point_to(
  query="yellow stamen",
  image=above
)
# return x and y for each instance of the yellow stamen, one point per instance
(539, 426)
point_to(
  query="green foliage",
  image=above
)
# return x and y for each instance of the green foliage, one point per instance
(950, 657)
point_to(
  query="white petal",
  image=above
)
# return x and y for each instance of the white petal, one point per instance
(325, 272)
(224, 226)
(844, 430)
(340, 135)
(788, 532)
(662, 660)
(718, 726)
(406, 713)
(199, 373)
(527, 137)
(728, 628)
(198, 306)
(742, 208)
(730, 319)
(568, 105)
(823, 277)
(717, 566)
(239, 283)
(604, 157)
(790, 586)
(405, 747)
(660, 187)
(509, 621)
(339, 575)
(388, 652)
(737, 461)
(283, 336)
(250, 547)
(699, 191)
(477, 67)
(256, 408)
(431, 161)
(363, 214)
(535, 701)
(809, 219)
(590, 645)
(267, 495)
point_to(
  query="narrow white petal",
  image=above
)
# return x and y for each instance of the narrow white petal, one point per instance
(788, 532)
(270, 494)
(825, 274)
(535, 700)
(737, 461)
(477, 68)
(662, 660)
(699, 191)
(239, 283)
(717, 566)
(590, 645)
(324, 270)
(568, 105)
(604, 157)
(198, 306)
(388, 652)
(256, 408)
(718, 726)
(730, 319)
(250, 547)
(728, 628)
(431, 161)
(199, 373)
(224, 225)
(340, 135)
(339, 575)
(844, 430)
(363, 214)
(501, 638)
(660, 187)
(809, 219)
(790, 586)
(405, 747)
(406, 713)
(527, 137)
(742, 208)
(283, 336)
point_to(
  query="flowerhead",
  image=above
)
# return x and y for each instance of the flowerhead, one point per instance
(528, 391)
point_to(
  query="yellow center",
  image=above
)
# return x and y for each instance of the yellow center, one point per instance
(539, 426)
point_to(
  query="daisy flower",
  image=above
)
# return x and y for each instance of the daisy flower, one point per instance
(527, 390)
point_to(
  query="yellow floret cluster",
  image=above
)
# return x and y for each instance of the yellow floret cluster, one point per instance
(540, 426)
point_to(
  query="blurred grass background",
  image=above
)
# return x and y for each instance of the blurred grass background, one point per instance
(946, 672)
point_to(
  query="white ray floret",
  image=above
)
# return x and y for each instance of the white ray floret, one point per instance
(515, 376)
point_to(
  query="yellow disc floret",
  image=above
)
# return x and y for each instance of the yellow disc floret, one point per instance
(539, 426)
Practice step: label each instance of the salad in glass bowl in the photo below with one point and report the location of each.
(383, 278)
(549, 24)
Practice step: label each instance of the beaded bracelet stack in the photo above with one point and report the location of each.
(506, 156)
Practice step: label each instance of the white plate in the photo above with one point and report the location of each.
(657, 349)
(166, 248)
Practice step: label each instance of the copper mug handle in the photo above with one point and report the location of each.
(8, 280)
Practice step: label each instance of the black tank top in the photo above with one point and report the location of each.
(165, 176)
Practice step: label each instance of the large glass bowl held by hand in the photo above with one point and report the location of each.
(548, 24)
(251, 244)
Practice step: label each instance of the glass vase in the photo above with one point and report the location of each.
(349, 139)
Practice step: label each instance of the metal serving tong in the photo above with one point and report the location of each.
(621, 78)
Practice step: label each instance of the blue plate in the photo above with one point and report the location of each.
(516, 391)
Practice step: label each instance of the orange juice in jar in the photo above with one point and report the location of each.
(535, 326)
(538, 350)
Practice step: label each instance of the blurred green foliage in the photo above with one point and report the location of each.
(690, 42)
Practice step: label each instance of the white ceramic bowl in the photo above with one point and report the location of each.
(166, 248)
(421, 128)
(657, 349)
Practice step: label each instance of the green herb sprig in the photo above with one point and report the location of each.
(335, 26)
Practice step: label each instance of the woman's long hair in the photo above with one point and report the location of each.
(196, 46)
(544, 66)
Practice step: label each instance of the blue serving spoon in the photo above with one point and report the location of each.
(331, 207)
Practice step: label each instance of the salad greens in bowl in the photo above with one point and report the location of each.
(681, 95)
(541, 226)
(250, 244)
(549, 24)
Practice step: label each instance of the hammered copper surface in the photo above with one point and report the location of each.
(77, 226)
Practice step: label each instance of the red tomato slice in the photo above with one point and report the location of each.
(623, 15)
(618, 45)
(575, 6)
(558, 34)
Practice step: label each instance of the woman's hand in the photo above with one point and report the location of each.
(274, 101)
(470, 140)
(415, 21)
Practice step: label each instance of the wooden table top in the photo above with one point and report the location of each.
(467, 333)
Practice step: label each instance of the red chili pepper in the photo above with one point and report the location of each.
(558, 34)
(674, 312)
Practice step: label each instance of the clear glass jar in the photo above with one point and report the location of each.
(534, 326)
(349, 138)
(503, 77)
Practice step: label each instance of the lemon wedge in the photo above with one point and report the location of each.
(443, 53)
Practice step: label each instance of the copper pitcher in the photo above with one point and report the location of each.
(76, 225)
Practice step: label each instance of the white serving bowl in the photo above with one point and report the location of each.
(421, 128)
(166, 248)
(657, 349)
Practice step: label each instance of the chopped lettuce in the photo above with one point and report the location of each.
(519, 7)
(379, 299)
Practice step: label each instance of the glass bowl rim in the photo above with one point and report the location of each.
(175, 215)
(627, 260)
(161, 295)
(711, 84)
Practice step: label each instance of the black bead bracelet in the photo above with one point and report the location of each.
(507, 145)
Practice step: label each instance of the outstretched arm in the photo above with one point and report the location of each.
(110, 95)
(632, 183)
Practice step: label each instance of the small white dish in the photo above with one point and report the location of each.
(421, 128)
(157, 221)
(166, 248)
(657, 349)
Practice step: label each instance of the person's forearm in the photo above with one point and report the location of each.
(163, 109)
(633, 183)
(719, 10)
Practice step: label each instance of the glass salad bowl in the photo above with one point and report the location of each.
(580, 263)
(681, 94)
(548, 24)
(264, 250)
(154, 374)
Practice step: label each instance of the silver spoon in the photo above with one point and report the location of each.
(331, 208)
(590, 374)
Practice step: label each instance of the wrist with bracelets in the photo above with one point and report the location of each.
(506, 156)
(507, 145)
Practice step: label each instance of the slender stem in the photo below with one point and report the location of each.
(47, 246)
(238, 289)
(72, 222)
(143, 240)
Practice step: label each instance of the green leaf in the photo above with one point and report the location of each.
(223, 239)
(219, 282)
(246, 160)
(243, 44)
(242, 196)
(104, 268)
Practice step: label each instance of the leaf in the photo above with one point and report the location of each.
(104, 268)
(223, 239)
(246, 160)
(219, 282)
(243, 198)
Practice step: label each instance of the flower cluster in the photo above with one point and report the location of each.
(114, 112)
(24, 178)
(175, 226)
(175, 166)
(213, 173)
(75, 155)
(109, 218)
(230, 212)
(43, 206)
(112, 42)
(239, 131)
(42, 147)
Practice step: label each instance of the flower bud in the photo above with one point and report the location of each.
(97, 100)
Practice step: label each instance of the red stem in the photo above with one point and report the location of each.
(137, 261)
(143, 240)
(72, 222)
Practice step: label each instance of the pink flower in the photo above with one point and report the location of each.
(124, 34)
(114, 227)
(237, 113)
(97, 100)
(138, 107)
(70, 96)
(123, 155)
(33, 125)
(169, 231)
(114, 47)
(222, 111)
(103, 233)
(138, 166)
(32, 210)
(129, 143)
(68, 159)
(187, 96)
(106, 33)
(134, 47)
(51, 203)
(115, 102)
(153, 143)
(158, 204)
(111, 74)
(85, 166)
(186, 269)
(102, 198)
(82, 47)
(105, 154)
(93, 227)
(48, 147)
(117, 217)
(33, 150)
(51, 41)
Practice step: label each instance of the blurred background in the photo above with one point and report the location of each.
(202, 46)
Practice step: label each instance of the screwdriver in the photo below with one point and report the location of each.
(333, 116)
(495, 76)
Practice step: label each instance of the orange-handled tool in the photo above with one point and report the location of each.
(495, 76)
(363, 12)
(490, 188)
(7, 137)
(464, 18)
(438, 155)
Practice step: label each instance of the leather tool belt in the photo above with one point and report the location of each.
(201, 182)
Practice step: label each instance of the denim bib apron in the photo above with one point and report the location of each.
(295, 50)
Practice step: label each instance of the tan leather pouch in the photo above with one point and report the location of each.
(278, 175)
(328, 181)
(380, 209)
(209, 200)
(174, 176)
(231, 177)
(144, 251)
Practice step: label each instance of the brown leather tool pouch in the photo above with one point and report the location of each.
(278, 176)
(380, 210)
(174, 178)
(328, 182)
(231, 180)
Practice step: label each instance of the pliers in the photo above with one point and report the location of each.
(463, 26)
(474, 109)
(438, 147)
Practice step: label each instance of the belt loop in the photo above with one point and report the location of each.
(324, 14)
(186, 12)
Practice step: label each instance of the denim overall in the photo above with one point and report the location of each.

**Instruction**: Output the stretch from the line that contains "Practice step: label each instance of the tan" through the end of the records as a JSON list of strings, one string per line, leaving out blank lines.

**Solution for this exercise**:
[
  "Practice step: label each instance of the tan leather pouch in the photo above with one point and report the location of each.",
  "(278, 175)",
  "(328, 181)",
  "(380, 209)",
  "(209, 200)",
  "(174, 176)",
  "(231, 177)",
  "(144, 251)",
  "Practice step: label each instance of the brown leather tool pouch in the photo above with one point and report the location of each.",
  "(278, 176)",
  "(380, 210)",
  "(174, 178)",
  "(328, 182)",
  "(231, 180)",
  "Practice step: label each instance of the pliers in the photo above with one point and report the location of each.",
  "(463, 26)",
  "(474, 109)",
  "(438, 147)",
  "Practice step: label each instance of the belt loop in the photo above with one point and report the location of each.",
  "(324, 14)",
  "(186, 12)",
  "Practice step: label each instance of the denim overall in the photo above with one point and report the location of each."
]